RAW DATA

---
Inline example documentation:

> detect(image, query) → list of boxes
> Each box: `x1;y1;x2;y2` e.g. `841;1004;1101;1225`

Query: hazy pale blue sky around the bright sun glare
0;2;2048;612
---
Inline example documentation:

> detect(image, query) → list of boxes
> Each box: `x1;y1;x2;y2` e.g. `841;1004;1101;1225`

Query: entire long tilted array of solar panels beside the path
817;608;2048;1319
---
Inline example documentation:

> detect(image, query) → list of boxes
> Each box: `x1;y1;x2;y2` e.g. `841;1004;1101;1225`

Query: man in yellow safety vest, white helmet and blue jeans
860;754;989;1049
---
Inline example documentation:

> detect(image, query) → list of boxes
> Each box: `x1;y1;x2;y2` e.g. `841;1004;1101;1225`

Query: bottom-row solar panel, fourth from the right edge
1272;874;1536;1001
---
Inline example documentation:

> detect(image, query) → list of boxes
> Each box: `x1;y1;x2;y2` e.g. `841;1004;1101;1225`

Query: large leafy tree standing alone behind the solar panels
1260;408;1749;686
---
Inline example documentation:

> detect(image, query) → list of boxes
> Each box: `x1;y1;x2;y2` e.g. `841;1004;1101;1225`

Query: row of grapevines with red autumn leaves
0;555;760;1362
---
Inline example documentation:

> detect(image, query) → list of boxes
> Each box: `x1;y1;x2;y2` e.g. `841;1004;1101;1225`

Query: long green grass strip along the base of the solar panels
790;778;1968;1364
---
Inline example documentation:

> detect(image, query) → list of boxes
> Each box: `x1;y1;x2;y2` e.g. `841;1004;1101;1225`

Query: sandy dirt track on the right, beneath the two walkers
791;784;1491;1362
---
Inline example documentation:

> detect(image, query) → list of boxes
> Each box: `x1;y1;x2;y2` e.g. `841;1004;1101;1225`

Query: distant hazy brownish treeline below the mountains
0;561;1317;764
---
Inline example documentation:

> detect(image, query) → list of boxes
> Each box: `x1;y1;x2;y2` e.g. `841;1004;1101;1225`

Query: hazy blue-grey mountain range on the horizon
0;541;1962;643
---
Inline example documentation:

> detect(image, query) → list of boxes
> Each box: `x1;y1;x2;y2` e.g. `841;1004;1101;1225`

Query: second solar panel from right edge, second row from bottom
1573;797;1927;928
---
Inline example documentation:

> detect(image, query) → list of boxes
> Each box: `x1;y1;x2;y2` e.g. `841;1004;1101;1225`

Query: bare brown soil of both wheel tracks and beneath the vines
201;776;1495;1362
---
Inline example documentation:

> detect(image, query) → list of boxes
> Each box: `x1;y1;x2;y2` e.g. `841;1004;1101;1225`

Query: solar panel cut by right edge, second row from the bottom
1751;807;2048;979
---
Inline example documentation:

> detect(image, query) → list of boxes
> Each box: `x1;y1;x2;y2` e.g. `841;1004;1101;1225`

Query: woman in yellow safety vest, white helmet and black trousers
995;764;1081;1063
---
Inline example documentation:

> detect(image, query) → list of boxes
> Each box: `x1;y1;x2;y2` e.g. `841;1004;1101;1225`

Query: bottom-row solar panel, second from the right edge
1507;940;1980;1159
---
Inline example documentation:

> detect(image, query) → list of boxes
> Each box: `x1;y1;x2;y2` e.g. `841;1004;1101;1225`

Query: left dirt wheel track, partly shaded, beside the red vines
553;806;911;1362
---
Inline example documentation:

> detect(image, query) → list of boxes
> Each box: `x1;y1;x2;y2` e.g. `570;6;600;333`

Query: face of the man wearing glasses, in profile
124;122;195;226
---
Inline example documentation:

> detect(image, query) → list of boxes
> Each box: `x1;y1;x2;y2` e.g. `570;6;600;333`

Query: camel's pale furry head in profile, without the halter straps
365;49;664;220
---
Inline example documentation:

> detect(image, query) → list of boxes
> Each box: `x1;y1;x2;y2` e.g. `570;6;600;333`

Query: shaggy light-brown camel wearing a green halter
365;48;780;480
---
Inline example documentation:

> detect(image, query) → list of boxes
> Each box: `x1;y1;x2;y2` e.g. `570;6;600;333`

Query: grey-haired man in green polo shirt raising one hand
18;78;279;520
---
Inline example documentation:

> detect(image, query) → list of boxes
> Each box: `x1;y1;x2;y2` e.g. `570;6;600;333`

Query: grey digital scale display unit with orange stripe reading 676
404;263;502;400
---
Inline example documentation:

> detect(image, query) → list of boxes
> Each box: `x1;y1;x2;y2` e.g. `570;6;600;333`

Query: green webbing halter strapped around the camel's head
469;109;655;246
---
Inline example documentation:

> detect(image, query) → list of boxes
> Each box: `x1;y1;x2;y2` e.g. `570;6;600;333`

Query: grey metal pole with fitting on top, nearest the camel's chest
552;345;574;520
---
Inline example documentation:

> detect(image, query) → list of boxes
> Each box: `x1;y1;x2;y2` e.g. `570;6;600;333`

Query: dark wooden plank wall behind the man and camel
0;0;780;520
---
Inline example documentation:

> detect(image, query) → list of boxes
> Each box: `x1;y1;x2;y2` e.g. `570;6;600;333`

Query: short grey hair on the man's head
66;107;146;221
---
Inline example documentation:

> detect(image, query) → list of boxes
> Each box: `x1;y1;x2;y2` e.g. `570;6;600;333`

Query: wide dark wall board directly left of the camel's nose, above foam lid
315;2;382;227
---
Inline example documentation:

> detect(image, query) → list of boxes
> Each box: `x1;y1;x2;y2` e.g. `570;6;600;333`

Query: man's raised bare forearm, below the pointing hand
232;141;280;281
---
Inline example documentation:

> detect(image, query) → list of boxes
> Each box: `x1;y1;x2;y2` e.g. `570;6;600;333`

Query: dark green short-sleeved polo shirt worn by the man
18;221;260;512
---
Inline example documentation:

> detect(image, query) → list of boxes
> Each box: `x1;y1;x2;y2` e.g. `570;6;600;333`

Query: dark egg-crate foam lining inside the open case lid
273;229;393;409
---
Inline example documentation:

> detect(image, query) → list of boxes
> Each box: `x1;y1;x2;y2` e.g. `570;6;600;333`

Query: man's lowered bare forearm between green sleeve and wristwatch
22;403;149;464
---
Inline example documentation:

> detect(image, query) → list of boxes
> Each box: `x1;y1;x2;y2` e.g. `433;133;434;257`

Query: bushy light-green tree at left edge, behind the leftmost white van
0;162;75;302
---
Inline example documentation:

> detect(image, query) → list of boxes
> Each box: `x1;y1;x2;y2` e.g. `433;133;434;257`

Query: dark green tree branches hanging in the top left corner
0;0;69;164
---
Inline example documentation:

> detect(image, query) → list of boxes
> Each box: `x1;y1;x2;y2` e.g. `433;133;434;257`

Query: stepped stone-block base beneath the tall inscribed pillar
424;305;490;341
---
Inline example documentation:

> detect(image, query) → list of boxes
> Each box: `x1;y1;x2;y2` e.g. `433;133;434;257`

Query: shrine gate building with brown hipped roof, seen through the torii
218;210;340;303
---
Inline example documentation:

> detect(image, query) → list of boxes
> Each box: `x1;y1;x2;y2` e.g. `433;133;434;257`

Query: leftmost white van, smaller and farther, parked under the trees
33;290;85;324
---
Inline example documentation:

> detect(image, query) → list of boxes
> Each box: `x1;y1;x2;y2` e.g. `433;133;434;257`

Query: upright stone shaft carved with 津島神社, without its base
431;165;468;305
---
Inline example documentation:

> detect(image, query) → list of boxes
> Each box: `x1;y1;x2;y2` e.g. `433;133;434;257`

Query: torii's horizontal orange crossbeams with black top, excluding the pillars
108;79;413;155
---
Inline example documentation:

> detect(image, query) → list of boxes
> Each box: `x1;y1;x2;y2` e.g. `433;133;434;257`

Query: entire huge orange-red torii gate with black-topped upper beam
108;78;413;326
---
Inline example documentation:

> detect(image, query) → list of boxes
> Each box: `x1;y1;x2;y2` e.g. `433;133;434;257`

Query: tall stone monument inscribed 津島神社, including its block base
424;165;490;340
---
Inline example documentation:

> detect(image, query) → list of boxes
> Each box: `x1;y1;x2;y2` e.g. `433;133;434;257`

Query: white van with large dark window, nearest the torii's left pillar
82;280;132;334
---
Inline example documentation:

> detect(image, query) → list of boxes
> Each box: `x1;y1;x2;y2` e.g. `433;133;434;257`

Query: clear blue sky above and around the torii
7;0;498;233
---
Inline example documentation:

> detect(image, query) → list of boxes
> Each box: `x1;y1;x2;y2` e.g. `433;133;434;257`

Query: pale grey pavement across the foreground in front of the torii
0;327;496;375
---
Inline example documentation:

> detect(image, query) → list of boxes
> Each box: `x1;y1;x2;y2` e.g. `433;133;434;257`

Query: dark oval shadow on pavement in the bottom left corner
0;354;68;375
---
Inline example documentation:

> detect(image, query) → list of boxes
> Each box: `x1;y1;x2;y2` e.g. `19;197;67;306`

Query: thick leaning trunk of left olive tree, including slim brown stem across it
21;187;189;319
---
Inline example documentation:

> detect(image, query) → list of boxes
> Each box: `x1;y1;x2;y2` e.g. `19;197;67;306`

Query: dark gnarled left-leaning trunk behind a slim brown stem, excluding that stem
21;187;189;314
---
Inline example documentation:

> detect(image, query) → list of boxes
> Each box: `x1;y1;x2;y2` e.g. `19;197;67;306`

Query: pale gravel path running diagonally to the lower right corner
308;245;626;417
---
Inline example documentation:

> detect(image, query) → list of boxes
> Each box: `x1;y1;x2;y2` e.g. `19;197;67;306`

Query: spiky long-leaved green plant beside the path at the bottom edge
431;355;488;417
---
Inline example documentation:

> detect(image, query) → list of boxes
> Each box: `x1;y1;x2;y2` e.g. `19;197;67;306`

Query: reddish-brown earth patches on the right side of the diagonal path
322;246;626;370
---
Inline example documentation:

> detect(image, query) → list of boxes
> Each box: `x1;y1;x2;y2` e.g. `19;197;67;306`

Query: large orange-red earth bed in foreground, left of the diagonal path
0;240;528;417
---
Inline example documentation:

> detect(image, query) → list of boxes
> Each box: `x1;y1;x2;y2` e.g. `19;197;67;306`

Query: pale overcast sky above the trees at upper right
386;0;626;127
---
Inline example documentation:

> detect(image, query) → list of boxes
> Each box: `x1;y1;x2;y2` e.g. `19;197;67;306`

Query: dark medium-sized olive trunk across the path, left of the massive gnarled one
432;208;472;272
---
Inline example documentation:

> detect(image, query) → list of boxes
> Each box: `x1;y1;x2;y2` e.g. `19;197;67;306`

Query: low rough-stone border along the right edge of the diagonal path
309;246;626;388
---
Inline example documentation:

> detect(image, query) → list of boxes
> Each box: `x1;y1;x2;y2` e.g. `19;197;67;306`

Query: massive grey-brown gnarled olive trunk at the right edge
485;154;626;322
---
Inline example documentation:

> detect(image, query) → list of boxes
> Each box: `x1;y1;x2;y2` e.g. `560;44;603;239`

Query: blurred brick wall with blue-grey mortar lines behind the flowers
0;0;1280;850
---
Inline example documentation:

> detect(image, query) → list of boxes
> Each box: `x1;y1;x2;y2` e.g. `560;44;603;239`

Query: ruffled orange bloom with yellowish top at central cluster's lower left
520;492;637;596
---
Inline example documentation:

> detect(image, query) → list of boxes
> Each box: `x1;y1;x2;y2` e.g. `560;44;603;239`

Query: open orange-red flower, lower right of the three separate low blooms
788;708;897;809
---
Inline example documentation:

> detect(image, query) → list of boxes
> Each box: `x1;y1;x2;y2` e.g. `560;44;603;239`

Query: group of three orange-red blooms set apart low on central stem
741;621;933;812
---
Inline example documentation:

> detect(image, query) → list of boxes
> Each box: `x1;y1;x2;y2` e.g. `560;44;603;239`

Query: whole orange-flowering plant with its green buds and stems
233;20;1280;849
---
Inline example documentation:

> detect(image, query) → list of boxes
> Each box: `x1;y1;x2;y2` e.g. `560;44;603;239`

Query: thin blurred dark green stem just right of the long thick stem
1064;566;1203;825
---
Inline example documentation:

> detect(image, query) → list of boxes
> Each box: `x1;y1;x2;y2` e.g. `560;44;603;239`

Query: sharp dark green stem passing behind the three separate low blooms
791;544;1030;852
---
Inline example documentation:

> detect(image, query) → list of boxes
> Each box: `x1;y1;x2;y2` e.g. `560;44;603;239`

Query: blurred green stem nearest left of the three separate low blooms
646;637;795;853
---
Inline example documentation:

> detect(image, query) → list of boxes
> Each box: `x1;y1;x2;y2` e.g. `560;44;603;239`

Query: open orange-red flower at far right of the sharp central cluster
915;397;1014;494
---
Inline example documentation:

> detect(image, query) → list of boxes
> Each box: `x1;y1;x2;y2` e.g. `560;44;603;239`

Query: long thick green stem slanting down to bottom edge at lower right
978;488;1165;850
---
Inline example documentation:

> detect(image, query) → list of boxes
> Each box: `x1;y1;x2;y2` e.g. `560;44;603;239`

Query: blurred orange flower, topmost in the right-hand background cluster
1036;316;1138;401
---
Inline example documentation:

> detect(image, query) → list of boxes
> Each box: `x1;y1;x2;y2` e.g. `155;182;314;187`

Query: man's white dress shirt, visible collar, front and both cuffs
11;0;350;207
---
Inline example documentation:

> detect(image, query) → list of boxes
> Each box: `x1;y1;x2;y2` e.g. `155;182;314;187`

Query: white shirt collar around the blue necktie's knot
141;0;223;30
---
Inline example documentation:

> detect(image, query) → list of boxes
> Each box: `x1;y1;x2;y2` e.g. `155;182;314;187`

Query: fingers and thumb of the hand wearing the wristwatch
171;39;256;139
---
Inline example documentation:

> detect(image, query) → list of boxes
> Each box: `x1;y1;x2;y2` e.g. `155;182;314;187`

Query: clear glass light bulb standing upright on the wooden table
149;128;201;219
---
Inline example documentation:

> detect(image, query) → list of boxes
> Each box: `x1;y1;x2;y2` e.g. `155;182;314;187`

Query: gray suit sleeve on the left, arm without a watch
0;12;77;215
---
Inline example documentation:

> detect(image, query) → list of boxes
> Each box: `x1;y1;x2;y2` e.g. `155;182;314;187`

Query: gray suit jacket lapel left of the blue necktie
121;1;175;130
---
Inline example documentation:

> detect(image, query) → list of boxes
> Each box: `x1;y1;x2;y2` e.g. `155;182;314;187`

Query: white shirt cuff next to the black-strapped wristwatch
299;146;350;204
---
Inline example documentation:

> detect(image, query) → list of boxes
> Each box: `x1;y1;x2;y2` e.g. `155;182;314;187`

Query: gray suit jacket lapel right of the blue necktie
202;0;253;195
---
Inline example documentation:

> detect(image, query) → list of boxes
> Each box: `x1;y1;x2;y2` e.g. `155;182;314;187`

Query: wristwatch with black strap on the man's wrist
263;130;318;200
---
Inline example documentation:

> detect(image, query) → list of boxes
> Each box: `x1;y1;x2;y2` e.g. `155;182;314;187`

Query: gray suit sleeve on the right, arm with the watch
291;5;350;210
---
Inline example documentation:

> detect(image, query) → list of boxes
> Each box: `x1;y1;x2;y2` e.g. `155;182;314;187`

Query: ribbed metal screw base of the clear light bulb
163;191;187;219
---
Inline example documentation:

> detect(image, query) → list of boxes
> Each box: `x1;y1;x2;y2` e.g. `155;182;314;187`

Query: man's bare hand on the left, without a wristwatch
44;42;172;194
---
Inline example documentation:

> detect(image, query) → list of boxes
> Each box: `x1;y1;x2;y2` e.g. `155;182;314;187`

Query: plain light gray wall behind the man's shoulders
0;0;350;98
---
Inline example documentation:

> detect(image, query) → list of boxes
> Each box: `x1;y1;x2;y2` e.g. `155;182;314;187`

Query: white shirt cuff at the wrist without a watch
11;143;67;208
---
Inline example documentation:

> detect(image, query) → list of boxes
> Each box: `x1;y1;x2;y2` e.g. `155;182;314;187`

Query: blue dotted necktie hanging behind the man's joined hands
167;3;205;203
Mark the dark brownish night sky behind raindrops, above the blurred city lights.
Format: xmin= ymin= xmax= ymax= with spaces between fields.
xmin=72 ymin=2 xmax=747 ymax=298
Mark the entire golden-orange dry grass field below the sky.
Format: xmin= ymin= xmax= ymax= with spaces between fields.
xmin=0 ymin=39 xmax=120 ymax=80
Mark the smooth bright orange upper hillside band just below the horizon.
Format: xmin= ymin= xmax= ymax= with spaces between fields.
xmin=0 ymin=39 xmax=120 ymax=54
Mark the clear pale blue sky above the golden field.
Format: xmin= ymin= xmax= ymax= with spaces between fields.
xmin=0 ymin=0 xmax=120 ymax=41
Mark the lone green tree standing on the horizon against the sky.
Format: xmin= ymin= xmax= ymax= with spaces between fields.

ABOUT THIS EXERCISE
Sift through the material above and copy the lines that contain the word "golden".

RESPONSE TO THE EXERCISE
Mark the entire golden-orange dry grass field below the sky.
Mark the clear pale blue sky above the golden field.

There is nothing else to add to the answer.